* **Problem description**
Please reproduce the CMS software infrastructure page from "Writing Code to" to "CMSSW Developers Guide.", replacing "CVS repository" with "Git repository" everywhere it occurs.

* **Source**
Chapter 10: Software Infrastructure
10.1 Installing CMS Software
Complete:
CMSSW Software Installed at a Generic Site
CMSSW does not need to be installed locally at every site. Users can access it via the LXPLUS cluster at CERN or at some of the T1/T2 centers. Otherwise, to install it locally follow the instructions at
Installing software using apt. As there are some dependences on the local environment, some unexpected problems may come up. In that case, please report them to
the software development tools hypernews list
.
If you are using a local installation, you may need to use slight variations of the standard instructions in this workbook for some tasks. Any variations should be documented in the workbook page
Specific Information for Remote Sites and Institutions. If not, please contact your system admin and ask that the necessary information be added or links provided.
Responsible:
SudhirMalik
Last reviewed by:
AndreasPfeiffer 12 Feb 2008
10.2 Developing Software
Complete:
Detailed Review status
Goals of this page
When you finish this page, you should understand the basic concepts to consider when developing your own software. Additionally, you should know how to document your code so that it appears in the CMS online documentation.
Eventually this page will also contain instructions for contributing analysis documentation to the main documentation repository.
Contents
Instruction for writing code
Tools and instruction for writing code can be found in
the Offline Guide Framework section.
In particular, to avoid problems with memory leaks, you should follow
the guidelines for using pointers
.
Writing Code to run in the CMSSW Framework
Instructions for developing CMSSW code, adding packages, checking new code into the CVS repository, and maintaining your code are currently found in the
CMSSW Developers Guide.

* **Collected material**
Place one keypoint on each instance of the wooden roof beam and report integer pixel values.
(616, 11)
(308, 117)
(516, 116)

* **The reply**
Writing Code to run in the CMSSW Framework
Instructions for developing CMSSW code, adding packages, checking new code into the Git repository, and maintaining your code are currently found in the
CMSSW Developers Guide.